◆ **Data rows**:
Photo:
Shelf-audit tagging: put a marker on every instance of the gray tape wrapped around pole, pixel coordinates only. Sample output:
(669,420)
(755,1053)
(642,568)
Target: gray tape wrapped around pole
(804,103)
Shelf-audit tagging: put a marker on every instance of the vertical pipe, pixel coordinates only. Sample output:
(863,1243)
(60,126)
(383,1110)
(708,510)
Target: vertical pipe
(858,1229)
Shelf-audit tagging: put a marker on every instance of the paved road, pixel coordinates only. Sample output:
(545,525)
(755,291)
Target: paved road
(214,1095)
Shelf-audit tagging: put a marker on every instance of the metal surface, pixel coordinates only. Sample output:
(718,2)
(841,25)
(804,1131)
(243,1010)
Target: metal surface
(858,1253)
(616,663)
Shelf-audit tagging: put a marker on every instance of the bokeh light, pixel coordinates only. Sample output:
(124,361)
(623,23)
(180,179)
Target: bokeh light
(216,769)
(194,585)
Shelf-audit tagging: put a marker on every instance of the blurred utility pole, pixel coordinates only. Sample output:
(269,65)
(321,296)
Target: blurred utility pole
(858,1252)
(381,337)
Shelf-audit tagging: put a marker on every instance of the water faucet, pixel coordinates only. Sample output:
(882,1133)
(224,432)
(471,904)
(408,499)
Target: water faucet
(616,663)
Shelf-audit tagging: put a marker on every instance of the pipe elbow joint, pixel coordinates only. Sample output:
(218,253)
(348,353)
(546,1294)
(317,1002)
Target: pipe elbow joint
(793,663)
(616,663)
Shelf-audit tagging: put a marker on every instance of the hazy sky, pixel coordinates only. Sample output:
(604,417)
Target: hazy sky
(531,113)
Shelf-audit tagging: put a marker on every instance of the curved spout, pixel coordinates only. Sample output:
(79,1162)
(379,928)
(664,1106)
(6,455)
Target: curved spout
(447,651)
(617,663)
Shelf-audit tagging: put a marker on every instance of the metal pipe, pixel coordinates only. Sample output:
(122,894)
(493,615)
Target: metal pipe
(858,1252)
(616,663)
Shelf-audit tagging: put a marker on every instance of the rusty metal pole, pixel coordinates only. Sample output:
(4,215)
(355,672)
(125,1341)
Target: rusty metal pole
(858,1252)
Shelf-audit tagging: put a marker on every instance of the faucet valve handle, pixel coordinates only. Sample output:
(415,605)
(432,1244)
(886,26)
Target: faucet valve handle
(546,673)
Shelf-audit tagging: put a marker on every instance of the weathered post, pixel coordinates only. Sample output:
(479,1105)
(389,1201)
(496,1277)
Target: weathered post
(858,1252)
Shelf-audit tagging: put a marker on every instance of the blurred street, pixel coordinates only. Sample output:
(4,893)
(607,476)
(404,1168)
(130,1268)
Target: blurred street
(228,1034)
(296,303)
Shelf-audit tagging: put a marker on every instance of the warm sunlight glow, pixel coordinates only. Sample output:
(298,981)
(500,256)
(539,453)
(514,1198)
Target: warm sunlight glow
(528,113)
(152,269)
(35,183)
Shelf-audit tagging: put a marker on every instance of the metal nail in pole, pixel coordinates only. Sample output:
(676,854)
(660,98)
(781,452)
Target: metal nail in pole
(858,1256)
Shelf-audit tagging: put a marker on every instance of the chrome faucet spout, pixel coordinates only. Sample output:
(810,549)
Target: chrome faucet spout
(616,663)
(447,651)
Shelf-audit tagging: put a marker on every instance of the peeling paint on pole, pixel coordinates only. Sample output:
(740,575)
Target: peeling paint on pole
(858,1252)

◆ **Written problem**: Exactly reproduce the lines that run from the line with "of the faucet" through the last line of the records, inclusive.

◆ **Exercise solution**:
Shelf-audit tagging: put a marker on every instance of the faucet valve handle, pixel coordinates only. Sample output:
(415,605)
(432,1244)
(886,26)
Target: faucet valve handle
(546,673)
Shelf-audit tagging: put a marker on every instance of the weathered post, pixel coordinates only. Sample output:
(479,1105)
(389,1201)
(496,1277)
Target: weathered post
(858,1252)
Shelf-audit tagging: put a marker on every instance of the blurred street, pixel coordinates only. Sample output:
(4,893)
(607,476)
(404,1168)
(130,1268)
Target: blurred street
(228,1034)
(296,303)
Shelf-audit tagging: put a marker on every instance of the warm sunlight glow, pixel coordinates only. Sample output:
(298,981)
(500,256)
(539,453)
(514,1198)
Target: warm sunlight glow
(528,113)
(152,269)
(35,183)
Shelf-audit tagging: put a marker on every instance of the metal nail in pole, pixel coordinates only. Sample output:
(676,854)
(660,98)
(781,452)
Target: metal nail in pole
(858,1256)
Shelf-audit tagging: put a marker on every instance of the chrome faucet spout, pixel coordinates only. Sample output:
(810,549)
Target: chrome faucet spout
(616,663)
(447,651)
Shelf-audit tagging: put a marker on every instance of the peeling paint on pole, pixel coordinates only. Sample output:
(740,575)
Target: peeling paint on pole
(858,1252)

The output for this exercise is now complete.